- Work request
Copy out each line of the material in which the word "order" appears.
***
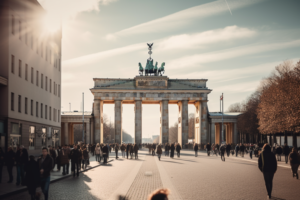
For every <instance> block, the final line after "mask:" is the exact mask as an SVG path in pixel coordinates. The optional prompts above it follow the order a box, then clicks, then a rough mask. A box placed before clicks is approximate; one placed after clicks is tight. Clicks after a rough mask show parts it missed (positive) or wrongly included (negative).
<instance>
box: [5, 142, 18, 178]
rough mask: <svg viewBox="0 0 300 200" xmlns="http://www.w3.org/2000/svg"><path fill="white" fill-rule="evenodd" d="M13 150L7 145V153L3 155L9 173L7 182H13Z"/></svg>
mask: <svg viewBox="0 0 300 200" xmlns="http://www.w3.org/2000/svg"><path fill="white" fill-rule="evenodd" d="M15 157H16V155H15V152H14V151H13V150H12V148H11V146H9V147H8V149H7V153H6V155H5V163H6V166H7V172H8V175H9V181H8V182H7V183H12V182H13V175H12V169H13V166H14V163H15Z"/></svg>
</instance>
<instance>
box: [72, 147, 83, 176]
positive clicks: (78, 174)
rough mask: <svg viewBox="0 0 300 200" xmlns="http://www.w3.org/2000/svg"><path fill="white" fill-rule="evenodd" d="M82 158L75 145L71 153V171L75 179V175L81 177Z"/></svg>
mask: <svg viewBox="0 0 300 200" xmlns="http://www.w3.org/2000/svg"><path fill="white" fill-rule="evenodd" d="M81 156H82V155H81V151H79V150H78V147H77V145H74V146H73V149H72V151H71V152H70V158H71V171H72V172H73V177H75V174H76V175H77V177H78V176H79V170H80V157H81ZM75 171H76V172H75Z"/></svg>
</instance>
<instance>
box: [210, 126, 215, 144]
mask: <svg viewBox="0 0 300 200" xmlns="http://www.w3.org/2000/svg"><path fill="white" fill-rule="evenodd" d="M215 126H216V125H215V123H213V122H212V123H211V129H210V130H211V133H210V135H211V136H210V137H211V141H210V144H213V143H215V142H216V141H215V140H216V129H215Z"/></svg>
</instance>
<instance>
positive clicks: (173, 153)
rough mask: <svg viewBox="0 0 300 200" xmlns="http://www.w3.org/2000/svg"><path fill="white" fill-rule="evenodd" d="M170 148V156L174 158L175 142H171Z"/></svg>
mask: <svg viewBox="0 0 300 200" xmlns="http://www.w3.org/2000/svg"><path fill="white" fill-rule="evenodd" d="M170 150H171V156H170V157H171V158H174V151H175V144H174V143H173V144H171V147H170Z"/></svg>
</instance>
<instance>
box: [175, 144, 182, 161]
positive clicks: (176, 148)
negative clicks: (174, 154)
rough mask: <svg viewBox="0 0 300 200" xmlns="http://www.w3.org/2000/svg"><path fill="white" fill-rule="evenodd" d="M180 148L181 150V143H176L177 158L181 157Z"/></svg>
mask: <svg viewBox="0 0 300 200" xmlns="http://www.w3.org/2000/svg"><path fill="white" fill-rule="evenodd" d="M180 150H181V146H180V144H179V143H178V144H177V145H176V152H177V158H180Z"/></svg>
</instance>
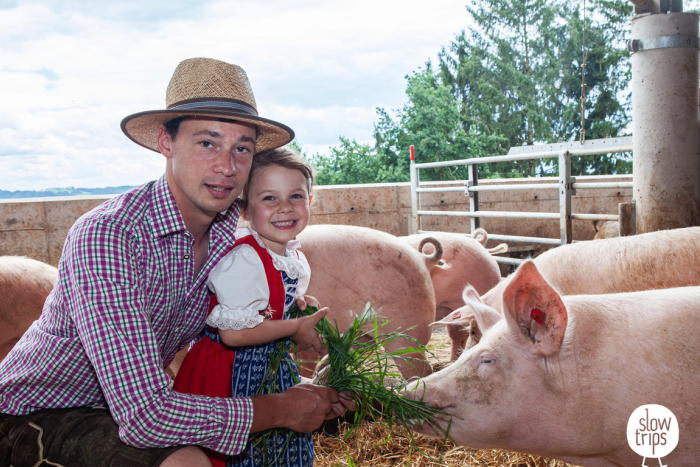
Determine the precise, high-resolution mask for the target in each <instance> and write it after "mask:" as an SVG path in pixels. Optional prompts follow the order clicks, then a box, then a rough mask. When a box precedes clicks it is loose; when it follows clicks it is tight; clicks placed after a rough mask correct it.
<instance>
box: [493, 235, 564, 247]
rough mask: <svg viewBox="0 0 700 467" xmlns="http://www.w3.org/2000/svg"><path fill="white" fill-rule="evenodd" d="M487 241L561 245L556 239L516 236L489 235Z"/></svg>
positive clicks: (547, 244) (544, 244)
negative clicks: (536, 243)
mask: <svg viewBox="0 0 700 467" xmlns="http://www.w3.org/2000/svg"><path fill="white" fill-rule="evenodd" d="M489 240H498V241H499V242H518V243H538V244H541V245H561V240H559V239H558V238H544V237H520V236H517V235H494V234H489Z"/></svg>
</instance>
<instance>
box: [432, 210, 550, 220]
mask: <svg viewBox="0 0 700 467" xmlns="http://www.w3.org/2000/svg"><path fill="white" fill-rule="evenodd" d="M418 215H419V216H448V217H510V218H515V219H559V214H558V213H555V212H509V211H477V212H469V211H418Z"/></svg>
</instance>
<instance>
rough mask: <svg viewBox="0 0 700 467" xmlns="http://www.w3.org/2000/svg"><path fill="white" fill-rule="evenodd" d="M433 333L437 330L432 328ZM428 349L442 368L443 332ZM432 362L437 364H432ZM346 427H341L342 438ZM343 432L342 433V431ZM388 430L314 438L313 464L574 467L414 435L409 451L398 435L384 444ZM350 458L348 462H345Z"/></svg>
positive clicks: (364, 427) (401, 436) (328, 464)
mask: <svg viewBox="0 0 700 467" xmlns="http://www.w3.org/2000/svg"><path fill="white" fill-rule="evenodd" d="M436 331H438V330H437V329H436ZM428 348H429V349H430V350H431V351H432V352H433V353H434V354H435V357H436V358H437V360H436V359H434V358H431V363H433V367H437V369H439V368H441V367H444V365H445V363H444V362H447V361H449V357H450V340H449V337H448V336H447V333H446V332H433V338H432V339H431V341H430V343H429V345H428ZM436 363H438V364H437V365H436ZM347 428H348V427H347V426H346V427H343V428H341V433H340V435H341V436H342V435H344V434H345V432H346V431H347ZM344 430H345V431H344ZM388 437H389V430H388V428H387V427H386V426H384V425H377V424H370V423H365V424H363V426H362V427H361V428H360V429H359V430H358V431H356V432H355V433H354V434H353V435H351V436H350V437H349V438H348V439H347V440H346V441H343V440H342V439H341V438H340V437H335V436H328V435H324V434H315V435H314V454H315V456H316V459H315V462H314V465H315V466H317V467H335V466H344V465H349V464H350V462H352V463H354V464H355V465H358V466H360V465H367V466H378V467H380V466H382V467H383V466H398V465H402V466H412V467H413V466H417V467H428V466H431V467H432V466H458V465H459V466H507V467H516V466H518V467H520V466H523V467H525V466H527V467H545V466H546V467H575V466H573V465H572V464H567V463H566V462H562V461H557V460H551V459H544V458H541V457H537V456H531V455H527V454H518V453H513V452H507V451H499V450H476V449H471V448H468V447H464V446H455V445H454V444H453V443H451V442H449V441H448V442H446V443H443V442H442V440H440V439H436V438H430V437H427V436H422V435H418V434H417V435H416V444H417V446H418V447H419V449H420V450H416V449H411V447H410V442H409V439H408V438H407V437H406V436H403V435H401V434H399V432H398V430H397V433H396V434H395V436H394V437H393V438H392V439H390V440H389V441H388V442H385V441H386V439H387V438H388ZM349 459H351V461H350V460H349Z"/></svg>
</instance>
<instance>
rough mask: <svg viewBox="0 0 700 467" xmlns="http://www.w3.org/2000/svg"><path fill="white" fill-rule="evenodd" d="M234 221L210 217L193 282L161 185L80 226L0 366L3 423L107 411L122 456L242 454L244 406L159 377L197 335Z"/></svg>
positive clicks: (167, 193) (218, 215) (245, 426)
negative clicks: (37, 308) (197, 451)
mask: <svg viewBox="0 0 700 467" xmlns="http://www.w3.org/2000/svg"><path fill="white" fill-rule="evenodd" d="M239 213H240V206H239V205H238V204H237V203H235V204H234V205H233V206H232V207H231V208H230V209H229V210H228V211H226V212H225V213H223V214H219V215H217V217H216V219H215V220H214V222H213V224H212V227H211V234H210V239H209V255H208V258H207V262H206V264H205V265H204V267H203V268H202V270H201V272H200V273H199V275H198V276H197V277H196V278H193V274H194V251H193V246H192V243H193V237H192V235H191V234H190V233H189V232H187V229H186V228H185V223H184V222H183V220H182V217H181V215H180V211H179V210H178V208H177V205H176V204H175V199H174V198H173V196H172V194H171V192H170V189H169V188H168V185H167V182H166V180H165V177H164V176H163V177H162V178H160V179H159V180H157V181H155V182H151V183H147V184H146V185H143V186H142V187H140V188H137V189H135V190H132V191H130V192H128V193H125V194H123V195H120V196H117V197H115V198H112V199H111V200H109V201H107V202H106V203H104V204H102V205H100V206H98V207H97V208H95V209H93V210H92V211H90V212H88V213H87V214H85V215H84V216H83V217H81V218H80V219H79V220H78V221H77V222H76V223H75V225H74V226H73V228H72V229H71V230H70V232H69V233H68V238H67V239H66V243H65V246H64V248H63V255H62V256H61V261H60V263H59V266H58V268H59V273H58V282H57V283H56V286H55V287H54V289H53V291H52V292H51V294H50V295H49V297H48V298H47V300H46V304H45V305H44V311H43V313H42V315H41V318H40V319H39V320H38V321H36V322H34V324H32V326H31V327H30V328H29V330H28V331H27V332H26V333H25V334H24V336H23V337H22V339H20V341H19V342H18V343H17V345H16V346H15V347H14V349H13V350H12V351H11V352H10V354H9V355H8V356H7V357H6V358H5V360H4V361H3V362H2V363H0V412H2V413H7V414H14V415H24V414H27V413H30V412H32V411H34V410H38V409H42V408H54V407H84V406H88V407H89V406H100V405H102V406H105V405H106V406H108V407H109V409H110V411H111V414H112V417H113V418H114V420H115V421H116V422H117V423H118V424H119V436H120V438H121V439H122V441H124V443H126V444H129V445H131V446H136V447H143V448H146V447H165V446H172V445H177V444H184V445H200V446H204V447H208V448H211V449H213V450H215V451H218V452H222V453H225V454H235V453H238V452H239V451H241V450H242V449H243V448H244V447H245V444H246V442H247V439H248V435H249V433H250V427H251V424H252V422H253V404H252V402H251V400H250V399H247V398H241V399H234V398H225V399H224V398H210V397H205V396H194V395H190V394H181V393H178V392H174V391H172V390H171V389H170V378H169V377H168V375H167V374H166V373H165V372H164V371H163V368H165V367H167V366H168V365H169V364H170V362H171V361H172V359H173V357H174V356H175V353H176V352H177V351H178V350H180V349H182V348H183V347H184V346H185V345H187V344H188V343H189V342H190V341H191V340H192V339H194V338H195V337H196V336H197V335H198V334H199V332H200V331H201V330H202V328H203V326H204V322H205V319H206V313H207V304H208V301H209V294H208V292H207V287H206V284H205V279H206V278H207V276H208V275H209V272H210V271H211V269H212V268H213V267H214V265H216V263H217V262H218V261H219V260H220V259H221V258H222V257H223V256H224V255H225V254H226V252H227V251H228V249H229V248H230V247H231V245H232V244H233V242H234V236H233V233H234V230H235V227H236V223H237V222H238V215H239Z"/></svg>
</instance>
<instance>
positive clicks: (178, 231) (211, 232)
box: [151, 174, 241, 244]
mask: <svg viewBox="0 0 700 467" xmlns="http://www.w3.org/2000/svg"><path fill="white" fill-rule="evenodd" d="M240 213H241V200H240V199H237V200H236V201H234V202H233V204H231V206H230V207H229V208H228V209H227V210H226V211H224V212H221V213H219V214H217V216H216V217H215V218H214V222H213V223H212V230H211V233H212V237H215V238H222V237H223V238H222V239H225V238H226V237H229V238H231V235H232V232H233V231H234V230H235V228H236V223H237V222H238V216H239V215H240ZM151 216H152V217H153V224H154V230H155V233H156V235H157V236H159V237H163V236H166V235H170V234H173V233H177V232H185V231H187V227H186V226H185V221H184V220H183V219H182V214H180V209H179V208H178V207H177V203H176V202H175V197H174V196H173V194H172V192H171V191H170V187H168V181H167V180H166V179H165V174H163V176H162V177H160V178H159V179H158V180H156V181H155V182H154V184H153V198H152V200H151ZM227 234H228V235H227ZM210 241H211V240H210ZM231 244H233V241H231Z"/></svg>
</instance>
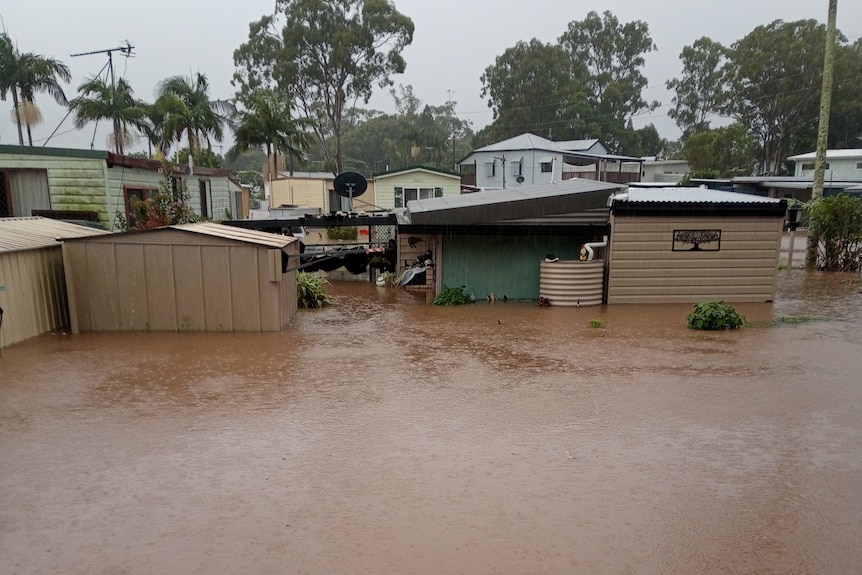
***
- Exercise output
For every <instance> block, the final line after "mask:" is the exact mask as an SVG path in pixel coordinates. The optional prompts above it follow the order a box, then clicks, then a rough mask. A box placed before clicks is approximate; one placed after clicks is tight. Clicks after a rough mask show parts it missed (positive) or wrongly included (negative).
Determine the precise, high-resolution mask for the target in each <instance> and write it after "mask:" as an SVG path in pixels. Optional prompts follow the order clicks, then a box, then a rough mask. When a box precedes clicks it is loose; when it follows clicks it is tight; clicks placed after a rough mask correct it.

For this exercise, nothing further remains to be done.